## WHAT YOU SHOULD DO
Nothing but the lines from the one including "Spot every instance of the coastline" through the last line of the entries, restated exactly, should appear in the answer; omit the pictures.

[Start of Attachment]

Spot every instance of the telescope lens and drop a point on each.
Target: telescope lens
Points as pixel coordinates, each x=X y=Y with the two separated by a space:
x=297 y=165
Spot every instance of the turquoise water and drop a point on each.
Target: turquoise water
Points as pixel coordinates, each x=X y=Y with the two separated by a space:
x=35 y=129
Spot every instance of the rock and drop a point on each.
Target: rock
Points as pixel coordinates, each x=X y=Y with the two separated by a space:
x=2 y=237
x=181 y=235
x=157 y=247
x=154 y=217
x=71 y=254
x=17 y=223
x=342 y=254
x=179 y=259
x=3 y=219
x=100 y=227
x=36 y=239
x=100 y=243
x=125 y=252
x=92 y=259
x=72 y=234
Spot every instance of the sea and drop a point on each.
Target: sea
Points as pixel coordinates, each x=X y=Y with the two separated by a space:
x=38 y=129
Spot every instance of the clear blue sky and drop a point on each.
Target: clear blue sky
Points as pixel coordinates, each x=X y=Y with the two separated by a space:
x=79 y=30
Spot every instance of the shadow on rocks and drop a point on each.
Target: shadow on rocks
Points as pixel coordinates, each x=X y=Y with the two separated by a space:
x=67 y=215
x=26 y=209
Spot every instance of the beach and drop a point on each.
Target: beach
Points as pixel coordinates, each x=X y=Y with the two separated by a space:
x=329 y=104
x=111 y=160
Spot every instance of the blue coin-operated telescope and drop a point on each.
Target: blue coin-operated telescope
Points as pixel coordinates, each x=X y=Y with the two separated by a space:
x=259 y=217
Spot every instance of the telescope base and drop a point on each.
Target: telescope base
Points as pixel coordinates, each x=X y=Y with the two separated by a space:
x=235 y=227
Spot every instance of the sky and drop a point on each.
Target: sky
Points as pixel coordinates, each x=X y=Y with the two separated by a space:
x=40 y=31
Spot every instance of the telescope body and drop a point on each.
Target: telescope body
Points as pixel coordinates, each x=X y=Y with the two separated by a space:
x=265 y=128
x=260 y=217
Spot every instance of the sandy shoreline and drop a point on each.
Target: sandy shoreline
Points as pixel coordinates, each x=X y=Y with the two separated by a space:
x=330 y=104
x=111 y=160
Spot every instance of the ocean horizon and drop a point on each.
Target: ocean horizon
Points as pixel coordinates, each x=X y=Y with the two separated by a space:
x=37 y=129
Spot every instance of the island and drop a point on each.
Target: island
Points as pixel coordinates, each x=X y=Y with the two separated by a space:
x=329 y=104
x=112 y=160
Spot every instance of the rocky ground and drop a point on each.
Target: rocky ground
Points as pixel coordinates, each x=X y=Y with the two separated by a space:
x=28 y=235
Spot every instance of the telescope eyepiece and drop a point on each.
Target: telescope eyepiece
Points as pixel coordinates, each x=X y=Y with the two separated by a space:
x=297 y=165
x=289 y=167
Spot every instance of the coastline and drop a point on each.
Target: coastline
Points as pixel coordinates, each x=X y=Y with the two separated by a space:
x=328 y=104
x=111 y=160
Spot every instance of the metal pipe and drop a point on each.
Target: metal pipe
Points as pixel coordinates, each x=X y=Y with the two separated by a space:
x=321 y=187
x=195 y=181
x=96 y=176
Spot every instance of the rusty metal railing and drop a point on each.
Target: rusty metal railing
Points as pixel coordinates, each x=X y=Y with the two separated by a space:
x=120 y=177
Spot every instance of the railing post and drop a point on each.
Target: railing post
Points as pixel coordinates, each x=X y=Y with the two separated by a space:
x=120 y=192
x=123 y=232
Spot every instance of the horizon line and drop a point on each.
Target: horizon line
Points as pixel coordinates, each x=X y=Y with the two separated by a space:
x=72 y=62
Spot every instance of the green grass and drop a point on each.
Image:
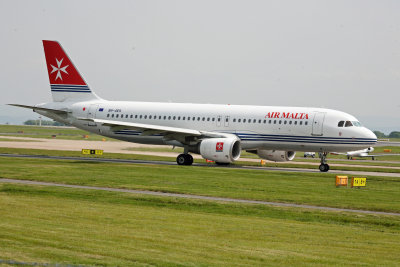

[End of Attachment]

## ANSWER FOR THE TASK
Spot every instance of the coastline and drop a point on each.
Target: coastline
Points as pixel coordinates, each x=X y=Y with the two separated by a space:
x=328 y=104
x=111 y=160
Spot every instance of the metal pipe and drop a point on each.
Target: metal pipe
Points as pixel coordinates, each x=X y=Y with the two separated by a space:
x=321 y=187
x=195 y=181
x=96 y=176
Spot every instance of the rusty metal railing and drop a point on each.
Target: rusty metal railing
Points as pixel coordinates, each x=X y=Y with the two separated by a space:
x=120 y=177
Spot every instance of the railing post and drop a point on each.
Target: railing post
Points as pixel coordinates, each x=X y=Y with the two separated by a space:
x=120 y=192
x=123 y=232
Spot every instance of the horizon line and drop a point on each.
Target: horizon line
Points as pixel coordinates, each x=X y=Y with the two separated by a space:
x=72 y=62
Spot every instance of the green grass and drop a point on each.
Image:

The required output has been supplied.